— START OF Material —
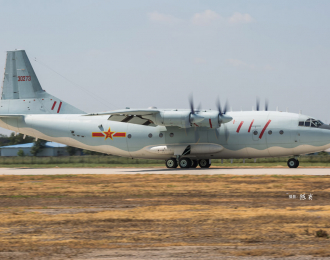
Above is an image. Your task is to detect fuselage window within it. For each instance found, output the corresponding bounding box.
[298,118,324,127]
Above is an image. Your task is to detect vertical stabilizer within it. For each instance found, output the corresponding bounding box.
[1,50,42,99]
[0,50,85,114]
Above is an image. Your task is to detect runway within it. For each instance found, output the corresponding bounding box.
[0,168,330,175]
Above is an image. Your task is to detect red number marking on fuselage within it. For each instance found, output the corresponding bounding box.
[248,119,254,133]
[259,120,272,139]
[18,76,31,81]
[236,121,244,133]
[52,101,56,110]
[57,101,62,113]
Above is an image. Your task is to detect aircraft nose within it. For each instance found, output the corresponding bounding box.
[319,124,330,130]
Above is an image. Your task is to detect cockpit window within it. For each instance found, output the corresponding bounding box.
[298,118,324,127]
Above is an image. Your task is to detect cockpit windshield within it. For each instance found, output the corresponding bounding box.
[298,118,324,127]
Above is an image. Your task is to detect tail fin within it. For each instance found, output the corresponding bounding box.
[0,50,85,114]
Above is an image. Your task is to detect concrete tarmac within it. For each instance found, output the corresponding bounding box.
[0,168,330,175]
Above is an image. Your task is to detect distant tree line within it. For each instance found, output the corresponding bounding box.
[0,133,106,156]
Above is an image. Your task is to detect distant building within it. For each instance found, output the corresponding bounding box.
[0,142,69,156]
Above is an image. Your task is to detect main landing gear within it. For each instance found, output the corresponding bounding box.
[165,158,211,169]
[287,158,299,168]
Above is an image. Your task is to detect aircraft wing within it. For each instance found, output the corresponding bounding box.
[0,114,24,118]
[85,109,159,126]
[86,109,159,116]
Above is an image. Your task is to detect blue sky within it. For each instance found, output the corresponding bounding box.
[0,0,330,136]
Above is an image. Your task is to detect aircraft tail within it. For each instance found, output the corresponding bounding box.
[0,50,85,117]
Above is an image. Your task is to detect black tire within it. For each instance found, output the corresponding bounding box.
[190,160,198,168]
[165,158,178,169]
[179,158,192,169]
[287,158,299,168]
[199,159,211,168]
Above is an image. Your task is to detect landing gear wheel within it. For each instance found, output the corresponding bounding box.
[199,159,211,168]
[190,160,198,168]
[165,158,178,168]
[288,158,299,168]
[179,158,192,168]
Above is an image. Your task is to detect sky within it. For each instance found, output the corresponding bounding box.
[0,0,330,134]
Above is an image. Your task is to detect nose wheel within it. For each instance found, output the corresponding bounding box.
[199,159,211,168]
[165,158,178,169]
[287,158,299,168]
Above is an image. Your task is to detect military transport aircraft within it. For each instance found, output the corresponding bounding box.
[0,50,330,168]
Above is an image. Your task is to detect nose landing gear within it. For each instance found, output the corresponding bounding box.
[165,158,211,169]
[165,158,178,169]
[199,159,211,168]
[287,158,299,168]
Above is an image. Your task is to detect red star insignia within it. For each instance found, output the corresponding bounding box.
[103,127,114,140]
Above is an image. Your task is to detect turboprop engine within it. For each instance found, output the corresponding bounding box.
[144,110,232,128]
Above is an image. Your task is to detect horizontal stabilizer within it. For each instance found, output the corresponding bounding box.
[0,114,24,118]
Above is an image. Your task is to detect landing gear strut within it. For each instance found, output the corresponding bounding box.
[287,158,299,168]
[179,158,192,169]
[165,158,178,169]
[199,159,211,168]
[190,160,198,168]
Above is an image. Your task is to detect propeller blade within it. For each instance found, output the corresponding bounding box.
[256,97,260,111]
[223,100,228,114]
[224,125,229,143]
[214,128,220,140]
[189,94,195,114]
[216,97,222,116]
[196,103,202,112]
[195,126,200,143]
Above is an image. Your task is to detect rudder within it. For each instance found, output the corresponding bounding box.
[0,50,85,114]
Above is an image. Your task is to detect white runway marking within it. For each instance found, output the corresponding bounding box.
[0,168,330,175]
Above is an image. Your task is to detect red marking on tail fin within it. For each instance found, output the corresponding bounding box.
[248,119,254,133]
[236,121,244,133]
[52,101,56,110]
[92,132,104,137]
[259,120,272,139]
[113,132,126,137]
[57,102,62,113]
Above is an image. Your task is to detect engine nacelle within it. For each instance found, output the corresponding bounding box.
[144,110,204,128]
[143,110,232,128]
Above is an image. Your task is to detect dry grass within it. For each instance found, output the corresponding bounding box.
[0,175,330,259]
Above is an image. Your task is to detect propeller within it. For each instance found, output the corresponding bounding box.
[256,97,268,111]
[256,97,260,111]
[216,97,233,125]
[189,95,204,124]
[215,97,233,141]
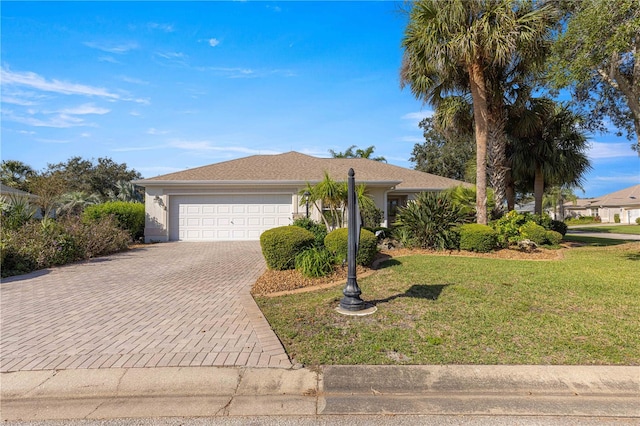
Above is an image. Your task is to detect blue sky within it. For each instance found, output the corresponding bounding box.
[1,1,640,196]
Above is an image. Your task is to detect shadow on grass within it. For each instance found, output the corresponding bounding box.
[624,253,640,261]
[371,253,402,269]
[369,284,451,305]
[564,235,633,247]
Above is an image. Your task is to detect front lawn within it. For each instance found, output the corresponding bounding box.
[569,225,640,235]
[256,243,640,365]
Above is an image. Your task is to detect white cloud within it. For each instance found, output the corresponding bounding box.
[120,75,149,85]
[169,140,281,155]
[587,141,638,160]
[2,96,37,106]
[2,111,91,129]
[589,173,640,184]
[147,22,175,33]
[400,110,433,123]
[0,67,120,99]
[98,56,122,64]
[83,41,138,55]
[59,104,111,115]
[147,127,169,135]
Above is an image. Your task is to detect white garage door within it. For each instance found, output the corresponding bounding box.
[169,194,291,241]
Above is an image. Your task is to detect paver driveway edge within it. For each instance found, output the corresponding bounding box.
[0,241,291,372]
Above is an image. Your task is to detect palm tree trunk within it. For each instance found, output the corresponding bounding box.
[468,63,489,225]
[533,164,544,215]
[505,169,516,211]
[488,106,508,216]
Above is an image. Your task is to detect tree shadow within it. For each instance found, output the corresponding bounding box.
[368,284,451,305]
[624,253,640,261]
[371,253,402,269]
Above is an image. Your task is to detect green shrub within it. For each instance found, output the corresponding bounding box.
[293,217,327,247]
[394,192,467,250]
[520,222,547,245]
[545,231,562,246]
[549,220,569,237]
[1,217,131,277]
[491,210,527,247]
[82,201,144,241]
[295,247,334,278]
[260,226,315,271]
[324,228,378,266]
[565,216,600,225]
[459,223,498,253]
[360,204,384,228]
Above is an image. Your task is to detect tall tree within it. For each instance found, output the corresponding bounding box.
— END OF Material —
Work to do: Please copy out every one of the lines above word for word, leaving out the pictures.

Output of the exercise:
Above is an image. Your task is to detect fuselage window within it. For each instance found, output the corresponding bounding box.
[298,118,324,127]
Above is an image. Your task is to detect vertical stabilizer within it. For each instance found, output the corresponding bounding box.
[1,50,42,99]
[0,50,85,114]
Above is an image. Your task is to detect runway within it. For each instance found, output the corresponding bounding box.
[0,168,330,175]
Above is an image. Your task is to detect red number marking on fuselage within it. For each instance found, output the corresponding bounding box.
[248,119,254,133]
[259,120,272,139]
[18,76,31,81]
[236,121,244,133]
[52,101,56,110]
[57,101,62,113]
Above is an image. Your task is to detect aircraft nose within it. For each instance found, output the corresponding bounding box.
[319,124,330,130]
Above is an image. Your task is to detect cockpit window within it. For each instance found, output the corresponding bounding box.
[298,118,324,127]
Above is an image. Your task is to detect cockpit windshield within it. For each instance found, output the corresponding bounding box.
[298,118,324,127]
Above is an image. Your task is to detect tail fin within it. For each instance found, output the corresponding bounding box.
[0,50,85,114]
Above is an image. Your task is to detect concrete tarmac within it. For each instance found, output the corresponding bounding box.
[0,168,330,175]
Above is an image. Your task is to detect distant tree line within it. For each instance found, output the corresponding bounding box.
[0,133,106,156]
Above is an image. Your task is to detect distant building within it. For each instance found, output the corresponding bounding box.
[0,142,69,156]
Above is an image. Your task is to detect main landing gear within it. For each instance found, output the corresponding bounding box.
[165,158,211,169]
[287,158,299,168]
Above is an image. Your task is to detect aircraft wing within it. For each instance found, output the corresponding bounding box.
[0,114,24,118]
[85,109,159,126]
[86,109,159,116]
Above is an image. Your task is to detect blue sky within it. For each instance found, output the corresponding bounding box.
[0,0,330,136]
Above is an image. Your task is to detect aircraft tail within it. For each instance found, output the corresponding bounding box.
[0,50,85,117]
Above is an image. Your task is to detect black tire within it. For each instance found, output the corresponding bounding box.
[190,160,198,168]
[165,158,178,169]
[179,158,192,169]
[287,158,299,168]
[199,159,211,168]
Above is an image. Your task is to detect landing gear wheel within it. For each instance found, output the corresponding bounding box.
[199,159,211,168]
[190,160,198,168]
[165,158,178,168]
[288,158,299,168]
[179,158,192,168]
Above is an image. Your task is to detect sky within it. For each instance found, output the corresponding bounding box.
[0,0,330,134]
Above is an image. Your task is to detect nose wheel within it. For each instance found, output the corresponding bounding box.
[199,159,211,168]
[165,158,178,169]
[287,158,299,168]
Above is an image. Your task is to detect military transport aircraft within it. For each instance found, output the corresponding bounding box.
[0,50,330,168]
Above is an image. Your task is to detect nose landing gear within it. For each instance found, output the corresponding bounding box.
[165,158,211,169]
[165,158,178,169]
[199,159,211,168]
[287,158,299,168]
Above is an image. Your task is to detect red star insignia within it. For each instance found, output the corresponding bounding box.
[103,127,114,140]
Above is an image. Your task is to detect turboprop engine within it. For each instance found, output the corresponding bounding box.
[144,110,232,128]
Above is an image. Your task is to detect horizontal stabilizer within it. For each instance found, output the corresponding bounding box.
[0,114,24,118]
Above is an image. Your task is to detect landing gear strut within it. For each instance found, output the corresponding bounding box.
[287,158,299,168]
[179,158,192,169]
[165,158,178,169]
[199,159,211,168]
[190,160,198,168]
Above is an image. Your task is to detect propeller blade within it. For each instance found, output the corresponding bounding box.
[256,97,260,111]
[223,100,228,114]
[224,125,229,143]
[214,128,220,140]
[189,94,195,114]
[216,97,222,116]
[196,103,202,112]
[195,126,200,143]
Above is an image. Your task is to detect rudder within it. For each instance found, output the corresponding bounding box.
[0,50,85,114]
Above is an image. Your task is to detect white runway marking within it. For each instance found, output the corresponding bounding box.
[0,168,330,175]
Above is an image. Your task is to detect red marking on tail fin within it. For each instance found, output the corresponding bounding box.
[248,119,254,133]
[236,121,244,133]
[52,101,56,110]
[92,132,104,137]
[259,120,272,139]
[113,132,126,137]
[57,102,62,113]
Above is an image. Your task is to detect engine nacelle within it. For each instance found, output the corresponding bounding box.
[144,110,204,128]
[143,110,232,128]
Above is an image. Your task is to detect dry grass within it. For each instance found, output the corresponding bounding box.
[0,175,330,259]
Above is an image. Your task is to detect propeller within it. For each instance found, output the corresponding bounding box.
[256,97,268,111]
[256,97,260,111]
[216,97,233,125]
[189,95,204,124]
[215,97,233,141]
Above is an image. Your task is to detect blue sky within it. For each instance found, output the corresponding bounding box.
[1,1,640,196]
Above is an image. Your task is to detect shadow on grass within it. For each instance found, output the corresponding bounding box.
[624,253,640,261]
[371,253,402,269]
[369,284,451,305]
[564,235,633,247]
Above is an image. Your task is to detect front lawn within it. For each instance found, output the corresponding bounding box.
[569,225,640,235]
[256,243,640,365]
Above is an image. Your task is to detect white cloud within it. For each instance found, output the corresponding bounding box.
[120,75,149,85]
[169,140,281,155]
[587,141,638,160]
[2,96,37,106]
[2,111,91,129]
[589,173,640,184]
[147,22,175,33]
[400,110,433,123]
[0,67,120,99]
[98,56,122,64]
[83,41,138,55]
[59,104,111,115]
[147,127,169,135]
Above is an image. Your task is to detect white garage door within it. For each instance found, output the corresponding bounding box.
[169,194,291,241]
Above is an image. Your task is to detect paver driveway edge within it. For each instance found, output the corresponding bounding box.
[0,241,291,372]
Above is an image. Your task is to detect palm tree trunk within it. For each instance found, output the corresponding bounding box.
[468,63,489,225]
[533,164,544,215]
[505,169,516,211]
[488,106,508,216]
Above is an image. Your task is to detect tree shadow within it. For each instance found, output the corresponding bounding box.
[368,284,451,305]
[624,253,640,261]
[371,253,402,269]
Above is an image. Your task is to detect green shrub within it. For each instance found, output the corresponding bounding box.
[293,217,327,247]
[394,192,467,250]
[520,222,547,245]
[545,231,562,246]
[549,220,569,237]
[1,217,131,277]
[491,210,527,247]
[82,201,144,241]
[295,247,334,278]
[260,226,315,271]
[324,228,378,266]
[565,216,600,225]
[459,223,498,253]
[360,204,384,228]
Above is an image. Your task is to detect tall tree within it. For each instance found, output the corresponding bounding box.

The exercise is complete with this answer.